Exercise description
Format the rows below as a numbered list, omitting any blank lines and leaving the picture out of your answer.

-- begin --

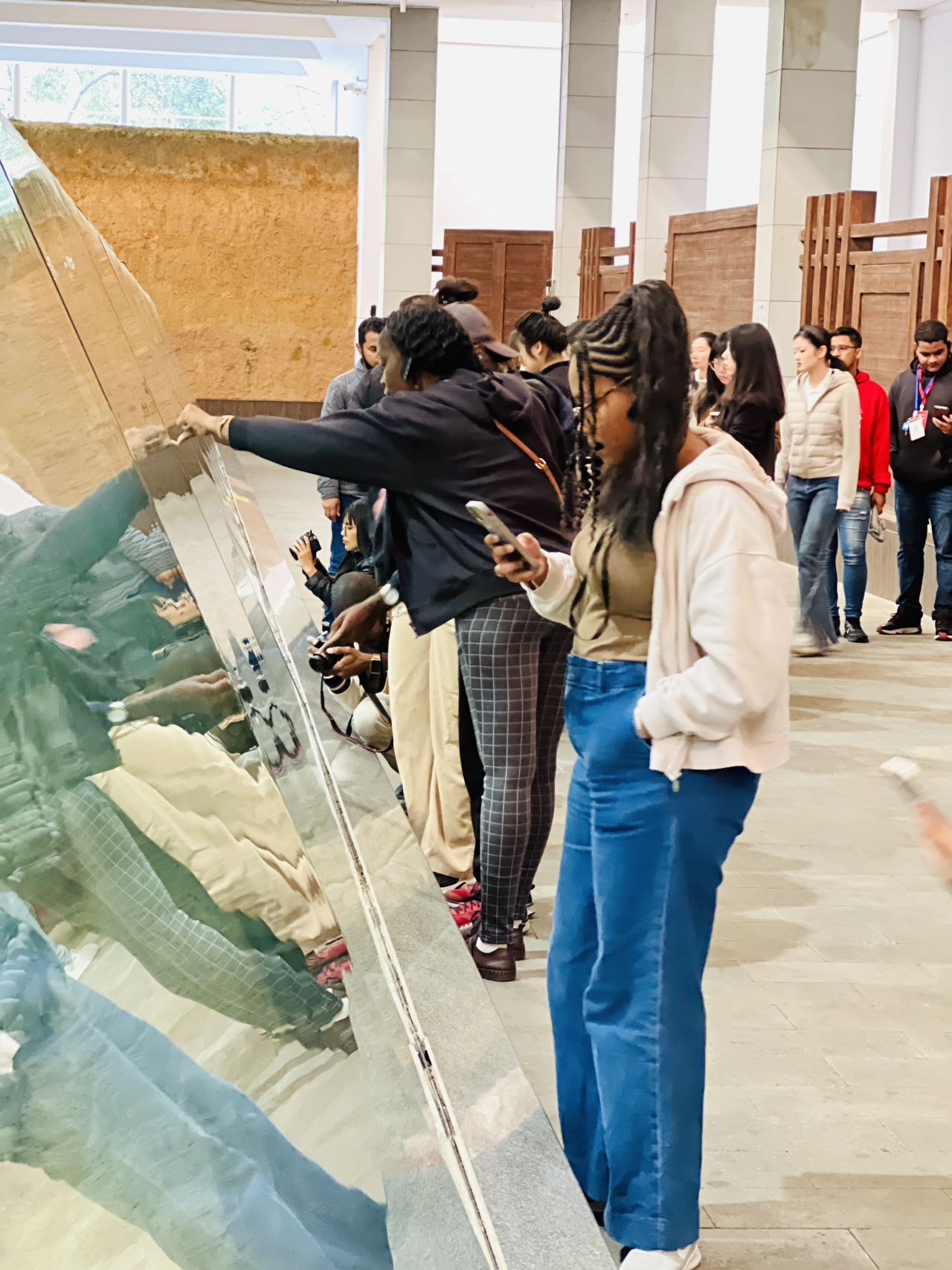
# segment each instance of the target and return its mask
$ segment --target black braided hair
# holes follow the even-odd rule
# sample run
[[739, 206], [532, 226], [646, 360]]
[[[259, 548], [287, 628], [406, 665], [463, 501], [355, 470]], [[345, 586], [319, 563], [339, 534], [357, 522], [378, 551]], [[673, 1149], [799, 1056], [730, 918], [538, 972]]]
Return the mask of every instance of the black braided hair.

-- end --

Answer to this exercise
1. # segment each instance of the target and return its mask
2. $ segment --target black braided hair
3. # holes follow the even-odd rule
4. # sample run
5. [[739, 206], [532, 226], [646, 360]]
6. [[[259, 548], [287, 628], [406, 665], [463, 501], [355, 470]], [[345, 586], [319, 563], [339, 534], [357, 522], [378, 551]], [[673, 1149], [799, 1056], [730, 918], [538, 972]]]
7. Return the mask of every instance of the black braided hair.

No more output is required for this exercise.